BEGIN Raw data

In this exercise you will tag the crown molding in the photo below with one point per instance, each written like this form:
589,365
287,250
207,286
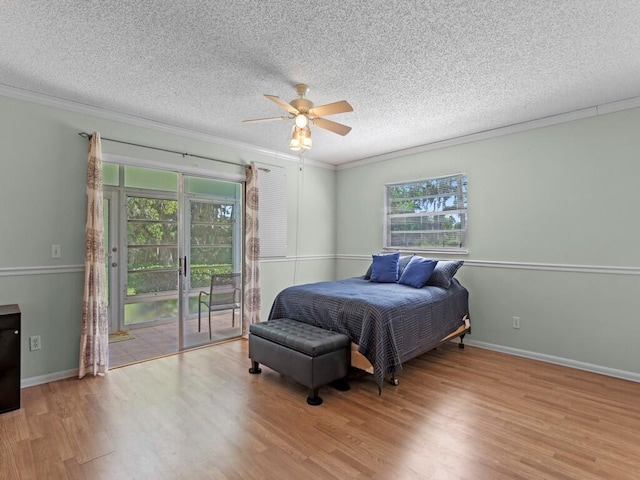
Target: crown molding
76,107
589,112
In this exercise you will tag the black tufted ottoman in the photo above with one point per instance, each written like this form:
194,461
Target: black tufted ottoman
310,355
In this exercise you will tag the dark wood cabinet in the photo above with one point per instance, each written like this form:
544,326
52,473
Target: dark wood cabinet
9,358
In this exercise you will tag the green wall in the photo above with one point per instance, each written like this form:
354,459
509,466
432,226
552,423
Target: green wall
553,235
552,228
43,201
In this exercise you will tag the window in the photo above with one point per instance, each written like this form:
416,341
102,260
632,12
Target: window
427,214
272,212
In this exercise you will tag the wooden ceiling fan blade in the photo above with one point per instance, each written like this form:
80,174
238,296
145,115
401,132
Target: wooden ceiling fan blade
282,104
331,109
334,127
258,120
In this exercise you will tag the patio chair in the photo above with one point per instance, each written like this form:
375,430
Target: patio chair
224,294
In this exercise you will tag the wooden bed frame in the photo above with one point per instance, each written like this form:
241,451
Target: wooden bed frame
359,361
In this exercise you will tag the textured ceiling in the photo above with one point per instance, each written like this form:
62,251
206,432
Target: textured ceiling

END Raw data

*What to produce*. Write out every line of the items above again, requests included, with each coordinate in the answer points multiplied by 1.4 and rounded to a whole number, halves rounded up. Keep the sample points in the requests unchanged, and leave the pictures out.

*Solution for this exercise*.
In this exercise you will tag the crown molding in the photo below with one point per instance, each written like this form:
589,365
287,250
207,286
Target: crown molding
106,150
825,157
In this exercise you will tag the black tufted ottoman in the photo above with one point per instance, each written like this form:
194,461
Target: black tufted ottoman
434,497
In this exercise you will tag the dark wood cabinet in the photo above with one point per instance, each written like this form:
544,326
52,473
Target: dark wood cabinet
13,501
In this exercise you will tag the green wall in the photo above with one point per instance, each written like this form:
354,459
509,466
432,226
552,423
Target: green wall
774,329
773,319
60,281
In this exercise you will tag the window in the photo above with one point per instance, each written like this form:
416,341
102,260
632,12
Target: window
598,300
381,297
In this exercise you will tag the wooden ceiling fan blade in the photo above with one point per instance, each written like this form:
80,174
238,296
145,115
401,132
Target: wooden ceiling fan blade
395,146
463,153
468,178
361,168
In this exercise you will tag the patio chair in the photo above with one point per instance, each written like this form:
375,430
Target: patio chair
314,412
In this exercise you will tag the wooden bed frame in the photo above with one point per instance, each written like this form:
241,451
Target: wooden bed frame
503,505
In this exercise you will tag the textured ceiling in the photo above with one point per instance, each written like this form:
62,251
206,432
Target: textured ceiling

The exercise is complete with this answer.